*Excerpted text*:
● ● ● ● ●
11.1 Decompositions

Simply put, decompositions are like factorizations of numbers. For example, consider the number 6; we can decompose 6 as the product of 3 and 2:

\[ 6 = 3 \times 2 \]

that is, we factorize 6 in terms of “simpler” numbers.

If the idea of factorizing numbers seems too simplistic to you, then consider the factorization of polynomials. Here’s one toy example with the following polynomial:

\[ p(x) = x^2 + 5x + 6 \]

The above quadratic polynomial can be decomposed as the product of two linear—and therefore more basic—polynomials:

\[ x^2 + 5x + 6 = (x + 3) (x + 2) \]

This factorization allows us to dismantle the quadratic polynomial into a product of polynomials of smaller degree. In particular, we observe that the two resulting terms contain the roots of the original polynomial: 3 and 2.

The same idea applies to matrix decompositions: they allow us to break down a matrix and decompose it in its main parts. They make it easier to study the properties of matrices, and they tend to make matrix computations easier.

11.1.1 General Idea

More formally, a matrix decomposition is a way of expressing a matrix \(\mathbf{M}\) as the product of a set of new—typically two or three—matrices, usually simpler in some sense, that gives us an idea of the inherent structures or relationships in \(\mathbf{M}\). By “simpler” we mean a series of ideas such as more compact matrices, or with less dimensions, or with less number of rows, or less number of columns; perhaps triangular matrices, or even matrices almost full of zeros, except in their diagonal.

Roughly speaking, the decomposition of an \(n \times p\) matrix \(\mathbf{M}\) can be described by a generic equation of the form:

\[ \mathbf{M} = \mathbf{A B C} \]

where the dimensions of the matrices are as follows:

\(\mathbf{M}\) is \(n \times p\) (we assume for simplicity that \(n > p\))
\(\mathbf{A}\) is \(n \times k\) (usually \(k < p\))
\(\mathbf{B}\) is \(k \times k\) (usually diagonal)
\(\mathbf{C}\) is \(k \times p\)

The following figure illustrates a matrix decomposition from the point of view of matrix shapes:

Figure 11.1: Matrix Decomposition Diagram

As you can tell, the matrix \(\mathbf{A}\) has the same number of rows as \(\mathbf{M}\). This is not a coincidence. In fact, each of the rows in \(\mathbf{A}\) provides information about the object described by the corresponding row of \(\mathbf{M}\). In this sense, the \(i\)-th row of \(\mathbf{A}\) involves \(k\) bits of information that shed light on the data of the \(i\)-th object.

The matrix \(\mathbf{C}\) has the same number of columns as \(\mathbf{M}\). In the same way that \(\mathbf{A}\) has to do with the rows of \(\mathbf{M}\), the matrix \(\mathbf{C}\) has to do with the columns of \(\mathbf{M}\). Each column of \(\mathbf{C}\) gives a different perspective of the variable described by the corresponding column of \(\mathbf{M}\), in terms of \(k\) bits of information.
● ● ● ● ●
*Dataset*:
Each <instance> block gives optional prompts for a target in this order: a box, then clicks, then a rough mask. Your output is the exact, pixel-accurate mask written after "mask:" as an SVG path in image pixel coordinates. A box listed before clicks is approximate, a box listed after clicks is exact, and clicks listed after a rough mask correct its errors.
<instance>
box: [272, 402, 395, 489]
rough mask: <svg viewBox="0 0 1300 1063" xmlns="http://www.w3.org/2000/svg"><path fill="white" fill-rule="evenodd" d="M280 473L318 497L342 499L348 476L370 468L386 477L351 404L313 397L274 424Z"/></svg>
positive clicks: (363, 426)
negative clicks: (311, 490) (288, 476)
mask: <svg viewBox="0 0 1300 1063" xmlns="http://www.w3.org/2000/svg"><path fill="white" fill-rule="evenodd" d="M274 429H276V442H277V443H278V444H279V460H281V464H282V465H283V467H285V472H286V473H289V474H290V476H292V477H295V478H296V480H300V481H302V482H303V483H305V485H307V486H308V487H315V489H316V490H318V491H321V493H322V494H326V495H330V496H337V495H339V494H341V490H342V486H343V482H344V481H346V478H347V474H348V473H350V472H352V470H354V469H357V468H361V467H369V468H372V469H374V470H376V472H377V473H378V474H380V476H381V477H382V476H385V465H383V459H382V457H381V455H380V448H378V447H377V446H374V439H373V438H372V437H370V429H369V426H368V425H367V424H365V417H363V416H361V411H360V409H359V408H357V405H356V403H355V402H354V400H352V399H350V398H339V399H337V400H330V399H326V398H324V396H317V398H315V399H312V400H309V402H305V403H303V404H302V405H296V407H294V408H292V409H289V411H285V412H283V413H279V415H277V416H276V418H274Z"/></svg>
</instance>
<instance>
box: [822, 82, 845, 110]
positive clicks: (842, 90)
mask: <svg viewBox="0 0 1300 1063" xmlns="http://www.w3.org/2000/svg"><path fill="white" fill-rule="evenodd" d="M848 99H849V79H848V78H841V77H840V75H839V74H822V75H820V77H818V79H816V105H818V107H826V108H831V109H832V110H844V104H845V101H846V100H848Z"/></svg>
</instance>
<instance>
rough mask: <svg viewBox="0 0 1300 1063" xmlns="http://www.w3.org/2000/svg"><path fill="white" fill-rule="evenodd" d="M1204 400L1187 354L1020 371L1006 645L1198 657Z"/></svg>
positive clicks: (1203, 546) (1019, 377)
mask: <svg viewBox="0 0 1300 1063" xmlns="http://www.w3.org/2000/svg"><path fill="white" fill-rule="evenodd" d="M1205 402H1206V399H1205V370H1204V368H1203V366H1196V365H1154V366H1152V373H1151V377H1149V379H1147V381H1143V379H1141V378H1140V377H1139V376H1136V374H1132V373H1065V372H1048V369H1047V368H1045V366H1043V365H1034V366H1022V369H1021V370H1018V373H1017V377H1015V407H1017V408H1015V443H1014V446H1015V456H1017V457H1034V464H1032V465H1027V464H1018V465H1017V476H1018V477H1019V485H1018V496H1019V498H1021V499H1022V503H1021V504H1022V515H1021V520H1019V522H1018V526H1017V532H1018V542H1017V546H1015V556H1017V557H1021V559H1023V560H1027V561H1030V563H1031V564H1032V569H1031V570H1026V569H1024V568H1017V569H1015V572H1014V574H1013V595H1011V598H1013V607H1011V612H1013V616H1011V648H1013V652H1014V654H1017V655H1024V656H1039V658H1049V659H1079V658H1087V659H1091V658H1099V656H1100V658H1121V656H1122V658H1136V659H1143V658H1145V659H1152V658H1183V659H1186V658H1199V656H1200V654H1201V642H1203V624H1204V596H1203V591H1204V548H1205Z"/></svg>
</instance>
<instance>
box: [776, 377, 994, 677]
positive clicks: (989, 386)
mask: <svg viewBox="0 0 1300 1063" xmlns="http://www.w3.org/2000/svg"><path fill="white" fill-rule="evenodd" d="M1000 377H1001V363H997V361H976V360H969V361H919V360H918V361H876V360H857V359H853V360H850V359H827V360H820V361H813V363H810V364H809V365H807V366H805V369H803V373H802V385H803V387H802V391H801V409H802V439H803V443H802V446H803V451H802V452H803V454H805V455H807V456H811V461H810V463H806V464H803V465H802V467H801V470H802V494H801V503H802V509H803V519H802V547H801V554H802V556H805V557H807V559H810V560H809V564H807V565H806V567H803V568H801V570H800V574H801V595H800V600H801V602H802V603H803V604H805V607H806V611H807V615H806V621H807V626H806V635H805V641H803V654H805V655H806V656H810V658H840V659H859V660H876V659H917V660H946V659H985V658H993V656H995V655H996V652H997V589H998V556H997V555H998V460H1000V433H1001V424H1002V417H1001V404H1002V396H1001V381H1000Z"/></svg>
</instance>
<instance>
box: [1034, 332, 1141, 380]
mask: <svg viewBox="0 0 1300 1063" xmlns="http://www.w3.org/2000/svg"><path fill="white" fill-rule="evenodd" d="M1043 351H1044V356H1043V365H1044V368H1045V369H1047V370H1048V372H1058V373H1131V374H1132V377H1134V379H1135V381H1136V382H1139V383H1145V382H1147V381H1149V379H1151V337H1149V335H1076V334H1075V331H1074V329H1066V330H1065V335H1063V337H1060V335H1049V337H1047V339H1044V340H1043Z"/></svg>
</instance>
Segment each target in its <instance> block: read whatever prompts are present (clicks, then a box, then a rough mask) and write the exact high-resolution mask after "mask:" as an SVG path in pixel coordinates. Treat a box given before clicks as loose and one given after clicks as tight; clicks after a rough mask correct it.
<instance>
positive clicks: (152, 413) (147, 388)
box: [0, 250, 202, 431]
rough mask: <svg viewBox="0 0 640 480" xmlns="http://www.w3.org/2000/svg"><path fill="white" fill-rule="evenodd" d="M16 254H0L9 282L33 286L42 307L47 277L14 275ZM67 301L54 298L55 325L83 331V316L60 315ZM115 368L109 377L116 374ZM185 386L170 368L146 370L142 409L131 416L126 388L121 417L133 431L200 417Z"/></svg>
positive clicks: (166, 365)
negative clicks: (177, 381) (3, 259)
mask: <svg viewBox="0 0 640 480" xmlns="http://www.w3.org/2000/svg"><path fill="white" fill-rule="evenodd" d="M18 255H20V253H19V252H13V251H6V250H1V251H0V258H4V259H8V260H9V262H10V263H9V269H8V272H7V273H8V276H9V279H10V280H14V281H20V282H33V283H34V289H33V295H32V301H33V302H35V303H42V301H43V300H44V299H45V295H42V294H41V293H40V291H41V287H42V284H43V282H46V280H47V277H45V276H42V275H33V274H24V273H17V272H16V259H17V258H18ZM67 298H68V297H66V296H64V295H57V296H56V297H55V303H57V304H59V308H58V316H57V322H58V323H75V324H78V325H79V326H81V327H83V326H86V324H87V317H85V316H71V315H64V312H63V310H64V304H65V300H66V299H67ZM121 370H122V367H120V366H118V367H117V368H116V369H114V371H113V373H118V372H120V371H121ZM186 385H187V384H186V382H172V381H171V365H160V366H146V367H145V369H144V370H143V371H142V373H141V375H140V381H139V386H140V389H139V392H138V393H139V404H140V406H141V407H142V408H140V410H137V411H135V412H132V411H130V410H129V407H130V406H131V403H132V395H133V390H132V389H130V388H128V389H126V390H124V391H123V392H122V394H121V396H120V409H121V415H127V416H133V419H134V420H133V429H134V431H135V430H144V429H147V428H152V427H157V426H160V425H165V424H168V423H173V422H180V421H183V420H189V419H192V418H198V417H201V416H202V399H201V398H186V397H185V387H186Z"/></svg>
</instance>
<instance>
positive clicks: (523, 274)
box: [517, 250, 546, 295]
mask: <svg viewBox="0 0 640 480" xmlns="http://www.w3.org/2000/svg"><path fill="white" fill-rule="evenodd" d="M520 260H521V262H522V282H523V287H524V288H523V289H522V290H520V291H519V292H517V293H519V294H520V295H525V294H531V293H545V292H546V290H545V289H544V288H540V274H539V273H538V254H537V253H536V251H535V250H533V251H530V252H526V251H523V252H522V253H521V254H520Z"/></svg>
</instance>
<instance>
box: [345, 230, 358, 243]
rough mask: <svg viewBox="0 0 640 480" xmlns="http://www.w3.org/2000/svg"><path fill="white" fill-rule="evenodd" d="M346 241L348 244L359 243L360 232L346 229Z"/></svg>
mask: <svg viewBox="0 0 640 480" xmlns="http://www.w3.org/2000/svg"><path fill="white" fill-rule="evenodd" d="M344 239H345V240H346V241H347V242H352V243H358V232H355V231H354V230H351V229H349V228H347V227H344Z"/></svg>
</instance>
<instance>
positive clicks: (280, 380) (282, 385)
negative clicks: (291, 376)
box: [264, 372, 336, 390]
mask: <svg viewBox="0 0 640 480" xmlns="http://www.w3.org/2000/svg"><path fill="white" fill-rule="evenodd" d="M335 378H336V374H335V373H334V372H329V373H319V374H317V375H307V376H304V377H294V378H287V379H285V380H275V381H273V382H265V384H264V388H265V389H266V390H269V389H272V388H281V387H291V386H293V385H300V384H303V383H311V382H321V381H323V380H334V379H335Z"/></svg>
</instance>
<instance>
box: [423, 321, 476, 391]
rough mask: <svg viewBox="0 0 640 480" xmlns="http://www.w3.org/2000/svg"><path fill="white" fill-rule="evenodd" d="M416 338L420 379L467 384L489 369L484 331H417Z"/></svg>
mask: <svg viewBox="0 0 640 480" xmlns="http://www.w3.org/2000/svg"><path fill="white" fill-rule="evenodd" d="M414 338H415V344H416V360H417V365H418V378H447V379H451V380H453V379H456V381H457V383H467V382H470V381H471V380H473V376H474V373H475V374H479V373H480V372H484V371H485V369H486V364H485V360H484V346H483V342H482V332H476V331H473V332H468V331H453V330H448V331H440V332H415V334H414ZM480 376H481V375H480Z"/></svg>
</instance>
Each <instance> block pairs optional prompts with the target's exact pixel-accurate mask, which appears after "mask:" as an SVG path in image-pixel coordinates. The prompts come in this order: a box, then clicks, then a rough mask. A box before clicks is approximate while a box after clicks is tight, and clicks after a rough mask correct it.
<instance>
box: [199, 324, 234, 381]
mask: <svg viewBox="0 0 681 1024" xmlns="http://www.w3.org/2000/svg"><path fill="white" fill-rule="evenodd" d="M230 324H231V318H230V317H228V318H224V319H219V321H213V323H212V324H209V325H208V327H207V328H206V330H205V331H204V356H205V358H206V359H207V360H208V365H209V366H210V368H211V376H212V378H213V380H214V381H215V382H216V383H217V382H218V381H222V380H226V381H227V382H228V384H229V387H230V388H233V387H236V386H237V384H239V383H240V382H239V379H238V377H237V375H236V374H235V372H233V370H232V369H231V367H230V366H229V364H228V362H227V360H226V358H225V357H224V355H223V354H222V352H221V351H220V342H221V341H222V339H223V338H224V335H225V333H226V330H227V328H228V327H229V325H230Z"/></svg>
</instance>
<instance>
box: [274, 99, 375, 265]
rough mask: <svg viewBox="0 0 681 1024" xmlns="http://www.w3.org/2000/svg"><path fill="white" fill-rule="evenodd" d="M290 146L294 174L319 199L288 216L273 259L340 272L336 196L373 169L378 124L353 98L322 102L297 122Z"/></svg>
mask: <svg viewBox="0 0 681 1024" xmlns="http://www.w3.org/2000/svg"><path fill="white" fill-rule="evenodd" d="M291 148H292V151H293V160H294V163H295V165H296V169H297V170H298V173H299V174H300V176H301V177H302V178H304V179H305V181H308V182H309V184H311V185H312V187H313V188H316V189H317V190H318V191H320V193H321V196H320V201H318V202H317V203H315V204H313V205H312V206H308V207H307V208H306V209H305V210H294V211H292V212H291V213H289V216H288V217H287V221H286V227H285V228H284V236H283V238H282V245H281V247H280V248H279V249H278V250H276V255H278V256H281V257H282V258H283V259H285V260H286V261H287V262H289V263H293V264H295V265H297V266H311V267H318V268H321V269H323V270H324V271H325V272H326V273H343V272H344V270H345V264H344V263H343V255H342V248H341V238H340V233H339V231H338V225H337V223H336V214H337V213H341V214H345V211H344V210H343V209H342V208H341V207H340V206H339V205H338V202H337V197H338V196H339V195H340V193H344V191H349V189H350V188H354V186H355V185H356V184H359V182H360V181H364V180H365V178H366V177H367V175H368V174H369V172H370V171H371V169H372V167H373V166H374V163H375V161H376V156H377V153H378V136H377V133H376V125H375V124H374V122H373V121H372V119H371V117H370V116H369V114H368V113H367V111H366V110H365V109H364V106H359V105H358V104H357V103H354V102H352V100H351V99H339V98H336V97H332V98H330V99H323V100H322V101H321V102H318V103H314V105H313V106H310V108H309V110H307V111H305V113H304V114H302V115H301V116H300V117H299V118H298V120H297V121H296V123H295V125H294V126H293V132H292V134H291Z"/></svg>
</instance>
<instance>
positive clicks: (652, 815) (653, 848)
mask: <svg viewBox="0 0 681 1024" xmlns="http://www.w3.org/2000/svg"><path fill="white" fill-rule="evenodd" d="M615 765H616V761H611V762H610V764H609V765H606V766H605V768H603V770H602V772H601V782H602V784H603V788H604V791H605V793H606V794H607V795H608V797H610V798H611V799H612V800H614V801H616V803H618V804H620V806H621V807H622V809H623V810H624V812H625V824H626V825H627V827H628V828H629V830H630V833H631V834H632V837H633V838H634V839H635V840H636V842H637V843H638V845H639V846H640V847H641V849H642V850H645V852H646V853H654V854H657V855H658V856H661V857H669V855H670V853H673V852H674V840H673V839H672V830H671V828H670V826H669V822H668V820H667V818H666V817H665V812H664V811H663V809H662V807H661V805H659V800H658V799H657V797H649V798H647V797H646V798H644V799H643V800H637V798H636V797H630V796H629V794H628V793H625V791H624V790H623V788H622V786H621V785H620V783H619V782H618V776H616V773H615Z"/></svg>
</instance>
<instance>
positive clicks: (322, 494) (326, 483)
● ● ● ● ●
*Tasks to complete*:
[A] Transcribe the records from their first line through the line containing "473L318 497L342 499L348", both ends included.
[B] Write the next portion of the text on matrix decompositions, starting immediately after its final sentence.
The records bear no relation to the text on matrix decompositions.

*Answers to this exercise*:
[A]
Each <instance> block gives optional prompts for a target in this order: a box, then clicks, then a rough mask. Your output is the exact, pixel-accurate mask written after "mask:" as an SVG path in image pixel coordinates. A box listed before clicks is approximate, a box listed after clicks is exact, and clicks listed after a rough mask correct its errors.
<instance>
box: [272, 402, 395, 489]
rough mask: <svg viewBox="0 0 1300 1063" xmlns="http://www.w3.org/2000/svg"><path fill="white" fill-rule="evenodd" d="M280 473L318 497L342 499L348 476L370 468L386 477L351 404L313 397L274 424Z"/></svg>

[B]
Observe that the common element in matrices \(\mathbf{A}\) and \(\mathbf{C}\) is previsely the constant \(k\). The role of \(k\) is to coerce a more comptact representation for the data as compared to its original form. While \(k = p\) might give a reasonable factorization, often \(k\) is chosen to be smaller than \(p\). We do this under the assumption that using less dimensions will still capture the intrinsic patterns in the data that might not be evident by direct inspection of \(\mathbf{M}\).

What about the middle matrix \(\mathbf{B}\)? This matrix cements the connections between the pieces of information i\(\mathbf{A}\) and \(\mathbf{C}\). Unless stated otherwise, we will assume that \(\mathbf{B}\) is diagonal. Now, keep in mind that some decompositions do not explicitly include this middle matrix. When that’s the case, we can always suppose the existance of a \(k \times k\) identity matrix \(\mathbf{I}\) such that we still get the general decomposition given by three matrices:

\[ \mathbf{M} = \mathbf{AC} = \mathbf{A I C} \]

11.1.2 Some Comments

The equation that describes a decomposition:

\[ \mathbf{M} = \mathbf{A B C} \]

does not explain how to compute one, or how such decomposition can reveal the structures implicit in a data matrix. Nowadays, the computation of a matrix decomposition is straightforward; software to compute each one is readily available, and understanding how the algorithms work is not necessary to be able to interpret the results.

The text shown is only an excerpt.